Top of DATA TO EXAMINE
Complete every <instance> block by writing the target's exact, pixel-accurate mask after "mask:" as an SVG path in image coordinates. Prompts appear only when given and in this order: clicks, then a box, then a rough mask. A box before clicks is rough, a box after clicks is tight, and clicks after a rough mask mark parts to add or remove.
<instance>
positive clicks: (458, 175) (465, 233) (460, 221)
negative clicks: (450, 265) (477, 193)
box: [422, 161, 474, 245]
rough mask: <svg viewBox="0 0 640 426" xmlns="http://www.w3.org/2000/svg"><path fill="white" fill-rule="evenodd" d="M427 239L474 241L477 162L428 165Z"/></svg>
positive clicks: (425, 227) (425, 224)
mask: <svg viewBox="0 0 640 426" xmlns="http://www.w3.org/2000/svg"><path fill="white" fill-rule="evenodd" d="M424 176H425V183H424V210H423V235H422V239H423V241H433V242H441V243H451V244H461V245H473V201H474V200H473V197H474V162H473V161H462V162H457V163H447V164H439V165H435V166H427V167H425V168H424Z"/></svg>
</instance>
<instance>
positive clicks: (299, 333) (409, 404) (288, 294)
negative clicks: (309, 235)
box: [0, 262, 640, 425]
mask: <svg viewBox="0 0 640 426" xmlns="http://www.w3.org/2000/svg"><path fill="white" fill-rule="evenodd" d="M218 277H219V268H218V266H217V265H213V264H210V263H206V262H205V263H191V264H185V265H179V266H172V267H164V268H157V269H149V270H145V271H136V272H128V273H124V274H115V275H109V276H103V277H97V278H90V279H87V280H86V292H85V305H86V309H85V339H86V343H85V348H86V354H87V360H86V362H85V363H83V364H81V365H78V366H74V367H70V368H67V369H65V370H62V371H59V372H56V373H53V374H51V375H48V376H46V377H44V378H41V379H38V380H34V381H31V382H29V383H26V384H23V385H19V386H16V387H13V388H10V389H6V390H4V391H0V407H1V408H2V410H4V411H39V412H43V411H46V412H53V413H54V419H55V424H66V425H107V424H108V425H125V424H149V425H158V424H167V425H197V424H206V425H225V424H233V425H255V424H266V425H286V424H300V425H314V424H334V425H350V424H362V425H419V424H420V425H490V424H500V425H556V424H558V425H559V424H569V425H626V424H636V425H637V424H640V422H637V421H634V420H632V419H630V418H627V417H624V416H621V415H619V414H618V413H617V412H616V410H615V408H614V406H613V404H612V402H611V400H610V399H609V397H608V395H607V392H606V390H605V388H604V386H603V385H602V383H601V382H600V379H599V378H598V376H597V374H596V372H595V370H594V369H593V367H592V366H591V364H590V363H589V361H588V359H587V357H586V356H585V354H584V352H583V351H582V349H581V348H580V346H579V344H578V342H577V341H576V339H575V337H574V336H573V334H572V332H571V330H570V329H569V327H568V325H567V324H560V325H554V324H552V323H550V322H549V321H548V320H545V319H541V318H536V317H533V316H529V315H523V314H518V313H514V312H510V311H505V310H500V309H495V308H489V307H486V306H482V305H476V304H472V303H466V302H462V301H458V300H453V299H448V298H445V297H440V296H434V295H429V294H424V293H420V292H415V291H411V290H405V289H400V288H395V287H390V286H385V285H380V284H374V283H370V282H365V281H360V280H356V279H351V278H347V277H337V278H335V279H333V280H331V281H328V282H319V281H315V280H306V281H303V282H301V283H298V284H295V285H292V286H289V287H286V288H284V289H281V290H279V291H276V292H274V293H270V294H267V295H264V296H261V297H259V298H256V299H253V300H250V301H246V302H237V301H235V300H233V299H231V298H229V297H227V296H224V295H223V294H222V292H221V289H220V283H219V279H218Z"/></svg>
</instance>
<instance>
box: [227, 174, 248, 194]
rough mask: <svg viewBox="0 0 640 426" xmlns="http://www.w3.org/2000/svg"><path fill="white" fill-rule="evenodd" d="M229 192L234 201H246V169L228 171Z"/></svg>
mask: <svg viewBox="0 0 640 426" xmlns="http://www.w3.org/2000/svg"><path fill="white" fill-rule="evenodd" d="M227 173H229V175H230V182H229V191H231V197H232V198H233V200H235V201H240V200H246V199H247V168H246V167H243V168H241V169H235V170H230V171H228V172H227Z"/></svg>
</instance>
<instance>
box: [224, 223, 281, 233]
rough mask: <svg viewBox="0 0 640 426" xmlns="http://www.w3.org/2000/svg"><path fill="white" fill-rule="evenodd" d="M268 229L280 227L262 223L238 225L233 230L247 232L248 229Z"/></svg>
Bottom of DATA TO EXAMINE
# [DIRECTIONS]
Copy each line above that contains the word "rough". Case counts.

# [SOLUTION TO THE EXERCISE]
Complete every <instance> block by writing the target's exact, pixel-accurate mask after "mask:" as an SVG path in image coordinates. Prompts appear only when given and in this order: clicks, then a box, then a rough mask. A box before clicks is rough, a box after clicks is tight, and clicks after a rough mask mark parts to add or remove.
rough mask: <svg viewBox="0 0 640 426" xmlns="http://www.w3.org/2000/svg"><path fill="white" fill-rule="evenodd" d="M427 239L474 241L477 162L428 165Z"/></svg>
rough mask: <svg viewBox="0 0 640 426" xmlns="http://www.w3.org/2000/svg"><path fill="white" fill-rule="evenodd" d="M229 192L234 201H246V169L228 171Z"/></svg>
rough mask: <svg viewBox="0 0 640 426" xmlns="http://www.w3.org/2000/svg"><path fill="white" fill-rule="evenodd" d="M268 229L280 227L262 223L238 225L233 230L247 232L248 229Z"/></svg>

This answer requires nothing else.